Material shown>
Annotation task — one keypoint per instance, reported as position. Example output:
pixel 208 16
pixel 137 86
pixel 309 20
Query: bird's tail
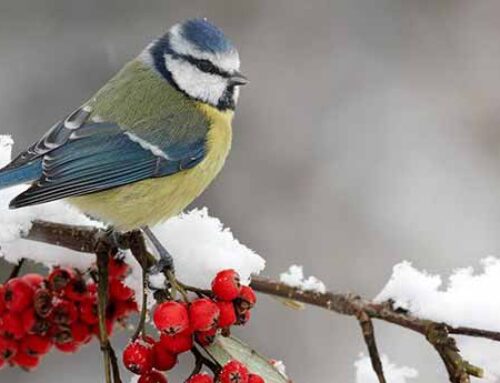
pixel 19 175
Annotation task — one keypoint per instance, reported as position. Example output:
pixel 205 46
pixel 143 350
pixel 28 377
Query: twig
pixel 84 239
pixel 203 360
pixel 140 253
pixel 369 336
pixel 102 252
pixel 16 269
pixel 114 365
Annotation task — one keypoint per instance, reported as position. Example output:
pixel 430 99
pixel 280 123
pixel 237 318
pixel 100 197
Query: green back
pixel 141 101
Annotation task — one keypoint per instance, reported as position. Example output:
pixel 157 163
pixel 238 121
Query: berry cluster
pixel 182 323
pixel 60 310
pixel 233 372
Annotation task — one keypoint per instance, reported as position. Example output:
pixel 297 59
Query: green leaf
pixel 226 348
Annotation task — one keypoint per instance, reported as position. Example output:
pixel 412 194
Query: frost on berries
pixel 226 285
pixel 203 314
pixel 200 378
pixel 59 311
pixel 234 372
pixel 200 320
pixel 138 357
pixel 171 318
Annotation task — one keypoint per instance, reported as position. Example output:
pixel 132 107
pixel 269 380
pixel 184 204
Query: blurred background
pixel 369 135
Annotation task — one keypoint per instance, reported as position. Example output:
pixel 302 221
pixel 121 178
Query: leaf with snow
pixel 225 349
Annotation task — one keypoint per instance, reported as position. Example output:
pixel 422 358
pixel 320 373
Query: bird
pixel 149 142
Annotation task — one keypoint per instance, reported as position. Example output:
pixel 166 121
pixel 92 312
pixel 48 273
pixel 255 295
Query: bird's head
pixel 198 59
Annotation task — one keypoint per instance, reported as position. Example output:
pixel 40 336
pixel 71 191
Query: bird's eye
pixel 205 66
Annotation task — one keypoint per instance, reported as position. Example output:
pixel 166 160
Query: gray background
pixel 369 134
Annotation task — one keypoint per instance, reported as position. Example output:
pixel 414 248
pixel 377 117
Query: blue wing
pixel 84 158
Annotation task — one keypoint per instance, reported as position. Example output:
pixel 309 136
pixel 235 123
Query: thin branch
pixel 84 239
pixel 369 336
pixel 203 360
pixel 102 252
pixel 140 253
pixel 16 269
pixel 114 365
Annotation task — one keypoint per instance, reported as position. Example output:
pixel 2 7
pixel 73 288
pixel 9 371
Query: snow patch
pixel 294 277
pixel 200 244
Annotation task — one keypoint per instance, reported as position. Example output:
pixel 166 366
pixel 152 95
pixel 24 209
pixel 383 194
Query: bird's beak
pixel 238 79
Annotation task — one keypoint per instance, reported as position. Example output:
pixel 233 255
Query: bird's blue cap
pixel 206 36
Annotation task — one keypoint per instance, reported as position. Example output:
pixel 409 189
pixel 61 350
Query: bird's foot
pixel 166 261
pixel 111 237
pixel 165 264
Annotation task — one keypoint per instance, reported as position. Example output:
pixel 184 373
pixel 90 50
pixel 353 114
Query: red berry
pixel 206 338
pixel 18 295
pixel 227 314
pixel 253 378
pixel 117 267
pixel 243 317
pixel 80 332
pixel 60 334
pixel 177 344
pixel 109 328
pixel 200 378
pixel 92 288
pixel 28 319
pixel 226 285
pixel 12 325
pixel 2 302
pixel 43 302
pixel 119 291
pixel 8 348
pixel 26 361
pixel 119 309
pixel 59 278
pixel 88 311
pixel 138 357
pixel 163 360
pixel 152 377
pixel 203 314
pixel 248 295
pixel 234 372
pixel 35 345
pixel 68 347
pixel 33 279
pixel 64 312
pixel 171 318
pixel 76 290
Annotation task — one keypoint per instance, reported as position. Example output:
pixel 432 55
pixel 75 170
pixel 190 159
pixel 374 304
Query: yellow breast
pixel 151 201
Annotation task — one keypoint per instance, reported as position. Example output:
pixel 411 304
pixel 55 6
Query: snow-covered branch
pixel 437 333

Aim of the task> Nothing but an exact copy belongs in the answer: the lines from the top of the records through the line containing "pixel 157 163", minus the pictures.

Your response>
Annotation task — one keypoint per instance, reported as position. Example output:
pixel 208 16
pixel 137 86
pixel 309 20
Query: bird's tail
pixel 19 175
Annotation task — one keypoint per instance, reported as position. Example output:
pixel 205 46
pixel 143 350
pixel 28 377
Query: twig
pixel 84 239
pixel 203 360
pixel 140 253
pixel 369 336
pixel 102 252
pixel 16 269
pixel 114 365
Annotation task — one keypoint per instance, reported as position. Example output:
pixel 430 99
pixel 280 123
pixel 237 318
pixel 100 197
Query: green back
pixel 141 101
Annotation task — one keypoint per instance, reported as position. Example output:
pixel 157 163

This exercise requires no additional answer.